§ STATED GOAL
Beginning at the line that contains "the green lawn" and ending at the last line of the entries, write out each line exactly; include nothing outside that span.

§ MATERIAL SUPPLIED
--- START ---
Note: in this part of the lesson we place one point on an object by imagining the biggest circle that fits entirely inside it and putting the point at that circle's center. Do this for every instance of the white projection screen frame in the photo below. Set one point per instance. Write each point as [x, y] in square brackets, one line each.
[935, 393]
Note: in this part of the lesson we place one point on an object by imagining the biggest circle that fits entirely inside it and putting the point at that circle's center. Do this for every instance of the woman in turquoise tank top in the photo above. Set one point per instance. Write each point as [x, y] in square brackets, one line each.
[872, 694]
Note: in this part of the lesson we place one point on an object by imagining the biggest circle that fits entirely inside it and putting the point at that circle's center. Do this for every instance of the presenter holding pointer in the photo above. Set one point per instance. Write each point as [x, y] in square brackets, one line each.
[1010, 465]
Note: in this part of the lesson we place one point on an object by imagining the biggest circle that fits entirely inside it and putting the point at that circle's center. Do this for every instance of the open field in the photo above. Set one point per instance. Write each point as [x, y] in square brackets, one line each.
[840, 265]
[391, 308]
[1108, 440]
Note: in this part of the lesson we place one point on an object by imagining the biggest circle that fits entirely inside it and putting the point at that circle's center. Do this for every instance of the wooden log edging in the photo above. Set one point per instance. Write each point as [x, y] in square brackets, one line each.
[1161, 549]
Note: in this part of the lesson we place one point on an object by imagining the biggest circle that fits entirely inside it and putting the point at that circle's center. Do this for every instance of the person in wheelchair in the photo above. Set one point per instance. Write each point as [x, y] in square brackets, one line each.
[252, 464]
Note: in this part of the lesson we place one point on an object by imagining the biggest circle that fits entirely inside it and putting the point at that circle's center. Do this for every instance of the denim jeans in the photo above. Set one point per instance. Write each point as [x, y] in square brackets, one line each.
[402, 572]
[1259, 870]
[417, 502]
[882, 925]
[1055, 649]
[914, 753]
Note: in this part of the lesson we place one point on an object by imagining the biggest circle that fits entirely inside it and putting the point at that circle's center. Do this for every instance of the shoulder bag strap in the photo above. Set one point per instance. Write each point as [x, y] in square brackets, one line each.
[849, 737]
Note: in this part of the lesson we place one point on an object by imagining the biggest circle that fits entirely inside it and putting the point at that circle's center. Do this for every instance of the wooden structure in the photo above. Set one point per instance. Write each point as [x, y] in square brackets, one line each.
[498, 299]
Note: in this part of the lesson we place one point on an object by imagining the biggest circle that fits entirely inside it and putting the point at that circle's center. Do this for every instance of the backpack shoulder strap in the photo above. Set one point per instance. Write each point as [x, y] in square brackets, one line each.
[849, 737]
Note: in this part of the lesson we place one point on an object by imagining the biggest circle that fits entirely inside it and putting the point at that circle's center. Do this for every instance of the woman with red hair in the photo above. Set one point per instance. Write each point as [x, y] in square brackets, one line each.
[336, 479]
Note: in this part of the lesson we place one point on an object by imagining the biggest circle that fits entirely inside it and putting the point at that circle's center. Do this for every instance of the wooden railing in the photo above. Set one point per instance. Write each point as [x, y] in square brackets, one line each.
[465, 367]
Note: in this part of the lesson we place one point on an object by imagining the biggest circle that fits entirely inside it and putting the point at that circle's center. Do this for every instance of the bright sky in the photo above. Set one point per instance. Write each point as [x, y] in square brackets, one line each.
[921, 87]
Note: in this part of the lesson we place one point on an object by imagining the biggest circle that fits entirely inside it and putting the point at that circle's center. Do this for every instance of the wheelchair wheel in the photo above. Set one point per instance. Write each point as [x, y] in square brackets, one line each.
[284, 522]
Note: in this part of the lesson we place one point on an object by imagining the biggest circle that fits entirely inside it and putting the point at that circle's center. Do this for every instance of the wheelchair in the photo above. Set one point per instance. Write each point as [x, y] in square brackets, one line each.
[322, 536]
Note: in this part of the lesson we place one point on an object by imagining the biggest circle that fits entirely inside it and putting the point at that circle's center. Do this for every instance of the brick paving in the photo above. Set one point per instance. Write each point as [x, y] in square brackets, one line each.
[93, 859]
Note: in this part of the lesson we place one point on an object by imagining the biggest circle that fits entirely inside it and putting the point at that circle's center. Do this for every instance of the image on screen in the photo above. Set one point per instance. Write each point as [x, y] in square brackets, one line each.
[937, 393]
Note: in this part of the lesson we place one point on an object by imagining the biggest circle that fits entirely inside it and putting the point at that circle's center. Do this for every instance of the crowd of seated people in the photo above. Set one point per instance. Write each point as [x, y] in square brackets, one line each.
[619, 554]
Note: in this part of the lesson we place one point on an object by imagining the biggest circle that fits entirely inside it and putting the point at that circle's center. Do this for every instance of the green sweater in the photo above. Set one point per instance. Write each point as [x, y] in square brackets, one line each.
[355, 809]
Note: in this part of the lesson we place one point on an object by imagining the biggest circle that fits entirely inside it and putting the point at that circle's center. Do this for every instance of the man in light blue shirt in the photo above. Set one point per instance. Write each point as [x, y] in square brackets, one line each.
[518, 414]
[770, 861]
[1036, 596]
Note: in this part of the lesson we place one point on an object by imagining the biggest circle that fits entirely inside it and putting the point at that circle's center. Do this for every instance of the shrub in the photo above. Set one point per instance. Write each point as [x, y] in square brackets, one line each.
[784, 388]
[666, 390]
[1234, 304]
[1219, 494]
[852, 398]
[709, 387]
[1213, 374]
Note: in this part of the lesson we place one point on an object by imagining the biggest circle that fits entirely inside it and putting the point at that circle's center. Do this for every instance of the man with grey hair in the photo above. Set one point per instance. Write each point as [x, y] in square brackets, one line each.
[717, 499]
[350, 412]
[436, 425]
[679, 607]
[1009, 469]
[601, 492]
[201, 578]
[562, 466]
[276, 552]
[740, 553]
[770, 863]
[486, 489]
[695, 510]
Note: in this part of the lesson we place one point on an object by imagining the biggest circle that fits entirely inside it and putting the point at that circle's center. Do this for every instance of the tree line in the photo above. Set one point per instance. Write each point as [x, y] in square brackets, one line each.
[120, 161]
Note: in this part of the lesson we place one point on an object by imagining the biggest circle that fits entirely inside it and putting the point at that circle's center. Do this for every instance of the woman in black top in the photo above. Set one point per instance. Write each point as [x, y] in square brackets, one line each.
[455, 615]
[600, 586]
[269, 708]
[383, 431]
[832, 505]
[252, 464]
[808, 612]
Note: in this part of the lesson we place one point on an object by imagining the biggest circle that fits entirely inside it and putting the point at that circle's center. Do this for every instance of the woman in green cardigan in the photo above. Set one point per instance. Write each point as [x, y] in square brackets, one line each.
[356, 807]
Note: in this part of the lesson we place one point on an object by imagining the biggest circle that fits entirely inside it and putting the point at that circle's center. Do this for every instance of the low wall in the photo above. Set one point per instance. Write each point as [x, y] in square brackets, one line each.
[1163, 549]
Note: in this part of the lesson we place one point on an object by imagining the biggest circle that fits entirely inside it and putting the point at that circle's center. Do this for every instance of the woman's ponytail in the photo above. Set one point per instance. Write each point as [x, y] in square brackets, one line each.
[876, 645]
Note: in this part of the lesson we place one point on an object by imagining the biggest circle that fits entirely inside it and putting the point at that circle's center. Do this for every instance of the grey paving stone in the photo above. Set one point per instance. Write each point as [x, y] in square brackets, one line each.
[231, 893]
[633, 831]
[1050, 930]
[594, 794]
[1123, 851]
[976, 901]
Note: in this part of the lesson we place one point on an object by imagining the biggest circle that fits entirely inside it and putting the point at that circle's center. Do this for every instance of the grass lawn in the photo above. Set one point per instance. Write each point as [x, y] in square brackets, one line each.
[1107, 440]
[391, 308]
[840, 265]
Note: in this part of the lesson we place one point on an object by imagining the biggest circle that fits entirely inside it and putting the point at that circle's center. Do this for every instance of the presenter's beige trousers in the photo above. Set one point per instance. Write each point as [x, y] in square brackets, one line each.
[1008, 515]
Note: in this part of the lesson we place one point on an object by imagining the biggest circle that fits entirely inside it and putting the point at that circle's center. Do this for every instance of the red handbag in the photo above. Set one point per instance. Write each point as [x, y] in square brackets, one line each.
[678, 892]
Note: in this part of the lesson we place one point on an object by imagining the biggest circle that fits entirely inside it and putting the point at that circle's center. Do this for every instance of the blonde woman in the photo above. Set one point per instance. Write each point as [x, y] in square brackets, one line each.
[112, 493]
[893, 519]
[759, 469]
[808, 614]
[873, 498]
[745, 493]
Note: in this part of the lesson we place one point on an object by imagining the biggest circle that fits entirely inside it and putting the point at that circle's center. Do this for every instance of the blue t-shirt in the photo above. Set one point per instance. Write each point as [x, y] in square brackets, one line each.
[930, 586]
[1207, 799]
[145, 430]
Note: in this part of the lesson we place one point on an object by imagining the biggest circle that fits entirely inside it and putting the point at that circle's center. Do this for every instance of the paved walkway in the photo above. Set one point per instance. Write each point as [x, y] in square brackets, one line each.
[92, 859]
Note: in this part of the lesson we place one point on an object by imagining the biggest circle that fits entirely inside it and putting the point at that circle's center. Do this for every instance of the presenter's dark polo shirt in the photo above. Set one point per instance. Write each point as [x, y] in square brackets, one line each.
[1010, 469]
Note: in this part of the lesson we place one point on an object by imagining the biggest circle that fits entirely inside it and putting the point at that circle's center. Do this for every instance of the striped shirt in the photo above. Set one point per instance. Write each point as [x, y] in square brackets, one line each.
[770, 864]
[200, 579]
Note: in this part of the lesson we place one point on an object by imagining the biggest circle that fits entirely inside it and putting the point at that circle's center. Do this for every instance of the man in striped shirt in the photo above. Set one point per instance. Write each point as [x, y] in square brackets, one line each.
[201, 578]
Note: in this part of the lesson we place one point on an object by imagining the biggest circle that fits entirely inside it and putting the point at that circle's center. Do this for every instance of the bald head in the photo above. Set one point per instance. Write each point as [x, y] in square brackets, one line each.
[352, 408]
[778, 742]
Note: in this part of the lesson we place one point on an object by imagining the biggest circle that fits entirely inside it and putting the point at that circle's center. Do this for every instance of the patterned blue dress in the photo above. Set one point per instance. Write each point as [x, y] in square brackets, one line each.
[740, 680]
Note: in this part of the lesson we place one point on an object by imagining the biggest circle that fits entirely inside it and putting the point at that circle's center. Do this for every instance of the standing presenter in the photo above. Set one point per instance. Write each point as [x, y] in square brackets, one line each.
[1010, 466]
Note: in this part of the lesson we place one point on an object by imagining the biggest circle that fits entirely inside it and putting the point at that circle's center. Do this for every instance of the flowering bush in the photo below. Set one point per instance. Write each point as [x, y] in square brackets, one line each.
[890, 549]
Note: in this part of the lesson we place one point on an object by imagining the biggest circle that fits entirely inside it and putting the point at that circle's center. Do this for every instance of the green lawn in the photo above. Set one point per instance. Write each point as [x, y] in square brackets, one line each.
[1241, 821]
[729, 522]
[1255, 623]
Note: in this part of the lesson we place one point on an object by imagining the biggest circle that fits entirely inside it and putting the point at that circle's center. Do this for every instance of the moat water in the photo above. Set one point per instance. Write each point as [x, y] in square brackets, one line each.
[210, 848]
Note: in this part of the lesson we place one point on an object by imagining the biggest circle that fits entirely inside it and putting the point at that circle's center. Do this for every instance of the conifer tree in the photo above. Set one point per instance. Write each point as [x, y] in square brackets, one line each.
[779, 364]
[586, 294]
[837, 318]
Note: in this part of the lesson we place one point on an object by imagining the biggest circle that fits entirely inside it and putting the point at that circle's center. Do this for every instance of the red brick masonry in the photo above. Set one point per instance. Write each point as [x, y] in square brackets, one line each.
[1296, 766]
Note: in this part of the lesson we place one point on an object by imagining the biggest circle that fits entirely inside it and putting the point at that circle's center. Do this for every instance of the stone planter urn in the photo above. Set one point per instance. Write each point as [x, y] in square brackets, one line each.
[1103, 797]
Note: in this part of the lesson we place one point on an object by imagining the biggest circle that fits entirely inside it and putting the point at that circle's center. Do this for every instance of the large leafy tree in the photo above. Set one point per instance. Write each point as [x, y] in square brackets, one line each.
--- END ---
§ COMPLETE OUTPUT
Note: in this part of the lesson we place one point on an object by imagining the biggest circle that fits entirely inside it and putting the point at that circle's center. Do this for every instance of the green lawn in the photo above. Set one point per instance. Write each point as [x, y] in square brackets, one line each.
[1241, 821]
[729, 522]
[1255, 623]
Note: in this part of the lesson we place one point on an object by imagining the biggest circle that fits entirely inside it and putting the point at that circle's center. Do this for every instance of the moat water in the photo above. Set one point per instance. Write each point as [x, y] in square brackets, one line each.
[210, 848]
Note: in this part of the lesson we place one point on an object by imagining the biggest circle that fits entirely inside it and putting the point at that circle's center. Do this for every instance of the conifer tree in the photo above. Set one point per instance. Write each point as [x, y] in square brackets, one line each.
[779, 364]
[586, 294]
[837, 318]
Note: in this part of the lesson we place one point on an object by imagining the biggest circle that fits entirely inside it and putting the point at that circle's center. Do this for every instance of the red brick masonry in the photo above. Set one point per instance. Write each point as [x, y] in square brackets, one line each.
[1296, 766]
Note: in this part of the lesson we place one point on an object by imagining the biggest circle that fits entirely inside it and putting the point at that circle's center. Do this for every instance of the stone planter urn in the photo above. Set one point per instance. Write each point as [x, y] in square brackets, one line each.
[1103, 797]
Note: in this part of the lesson we place one point on an object by imagining the biggest circle that fits entirely inside it and putting the point at that circle's center. Do this for every instance of the large leafy tree in the photo above. Set one point per instance. Write each point as [x, y] in square brackets, one line each.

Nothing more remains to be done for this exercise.